--- begin Supplied material ---

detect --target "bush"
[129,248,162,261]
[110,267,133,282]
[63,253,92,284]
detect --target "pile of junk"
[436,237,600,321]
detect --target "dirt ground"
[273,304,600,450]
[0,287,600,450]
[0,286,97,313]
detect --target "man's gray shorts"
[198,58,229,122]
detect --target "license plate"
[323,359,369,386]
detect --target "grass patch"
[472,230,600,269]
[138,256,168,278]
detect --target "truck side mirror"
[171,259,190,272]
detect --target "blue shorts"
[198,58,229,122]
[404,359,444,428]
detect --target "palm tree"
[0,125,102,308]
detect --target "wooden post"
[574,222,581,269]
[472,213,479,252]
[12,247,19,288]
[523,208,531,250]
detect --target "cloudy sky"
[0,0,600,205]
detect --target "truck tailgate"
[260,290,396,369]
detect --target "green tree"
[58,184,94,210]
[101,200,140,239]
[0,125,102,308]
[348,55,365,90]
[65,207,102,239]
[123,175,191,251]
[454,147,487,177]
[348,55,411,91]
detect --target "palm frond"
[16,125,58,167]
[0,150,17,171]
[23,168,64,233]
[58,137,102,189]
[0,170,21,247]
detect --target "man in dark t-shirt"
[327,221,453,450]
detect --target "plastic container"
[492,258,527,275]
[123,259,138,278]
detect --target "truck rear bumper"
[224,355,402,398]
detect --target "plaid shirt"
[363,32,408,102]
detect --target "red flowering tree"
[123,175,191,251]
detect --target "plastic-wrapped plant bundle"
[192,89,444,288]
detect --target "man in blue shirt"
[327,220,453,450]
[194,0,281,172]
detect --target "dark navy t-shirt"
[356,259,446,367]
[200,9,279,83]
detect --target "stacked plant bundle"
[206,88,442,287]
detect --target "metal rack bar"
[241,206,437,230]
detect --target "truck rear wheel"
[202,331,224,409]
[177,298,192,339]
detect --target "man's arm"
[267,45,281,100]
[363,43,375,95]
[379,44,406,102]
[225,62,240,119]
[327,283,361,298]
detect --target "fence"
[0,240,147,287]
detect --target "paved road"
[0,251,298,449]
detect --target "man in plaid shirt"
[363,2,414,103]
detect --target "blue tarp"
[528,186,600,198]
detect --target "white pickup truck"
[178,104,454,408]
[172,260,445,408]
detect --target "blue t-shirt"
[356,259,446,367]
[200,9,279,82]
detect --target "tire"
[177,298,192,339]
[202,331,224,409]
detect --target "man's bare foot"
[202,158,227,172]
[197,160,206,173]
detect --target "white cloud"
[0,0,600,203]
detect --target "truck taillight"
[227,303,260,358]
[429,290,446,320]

--- end Supplied material ---

What is required — Revise the listing above so that every occurrence of "truck" becomes "vehicle", leaving every other line and character unchanged.

Written solution —
detect --target "bush"
[129,248,162,261]
[110,267,133,282]
[63,253,92,284]
detect --target "pile of junk"
[436,237,600,321]
detect --target "dirt ground"
[273,304,600,450]
[0,287,600,450]
[0,286,97,313]
detect --target "man's gray shorts"
[198,58,229,122]
detect --target "license plate"
[323,359,369,386]
detect --target "grass patch"
[472,230,600,269]
[138,256,168,278]
detect --target "vehicle side mirror"
[171,259,190,272]
detect --target "blue shorts"
[198,58,229,122]
[404,359,444,428]
detect --target "palm tree"
[0,125,102,308]
detect --target "wooden post"
[574,222,581,269]
[472,213,479,252]
[12,247,19,288]
[523,208,531,250]
detect --target "cloudy sky"
[0,0,600,205]
detect --target "vehicle tailgate"
[260,290,396,369]
detect --target "green tree"
[58,184,94,210]
[101,200,140,239]
[0,125,102,308]
[348,55,365,90]
[65,207,102,239]
[123,175,191,251]
[454,147,487,177]
[348,55,411,91]
detect --target "palm frond"
[16,125,58,167]
[0,150,17,171]
[23,168,64,233]
[58,137,102,189]
[0,170,21,247]
detect --target "man in dark t-shirt"
[327,221,453,450]
detect --target "plastic container"
[492,258,527,275]
[123,259,138,278]
detect --target "vehicle rear bumper"
[224,355,402,398]
detect --target "plaid shirt"
[363,32,408,102]
detect --target "red flowering tree"
[123,175,191,251]
detect --target "plastic-wrapped plant bundle"
[192,89,444,288]
detect --target "man in blue shirt"
[327,220,453,450]
[194,0,281,172]
detect --target "dark navy t-shirt"
[356,259,446,367]
[200,9,279,83]
detect --target "stacked plant bundle"
[206,88,442,287]
detect --target "metal rack bar"
[241,206,437,230]
detect --target "vehicle rear wheel"
[202,331,224,409]
[177,298,192,339]
detect --target "man's arm"
[267,45,281,100]
[363,43,375,95]
[379,44,406,102]
[225,62,240,119]
[327,283,361,298]
detect --target "fence"
[0,240,147,287]
detect --target "paved road"
[0,251,298,449]
detect --target "man in plaid shirt"
[363,2,414,103]
detect --target "blue tarp"
[528,186,600,198]
detect --target "white pickup vehicle"
[178,104,454,408]
[172,260,445,408]
detect --target "blue t-shirt"
[356,259,446,367]
[200,9,279,82]
detect --target "tire"
[177,298,192,339]
[202,331,224,409]
detect --target "man's bare foot"
[202,158,227,172]
[197,160,206,173]
detect --target "white cloud"
[0,0,600,203]
detect --target "vehicle taillight"
[227,303,260,358]
[429,290,446,320]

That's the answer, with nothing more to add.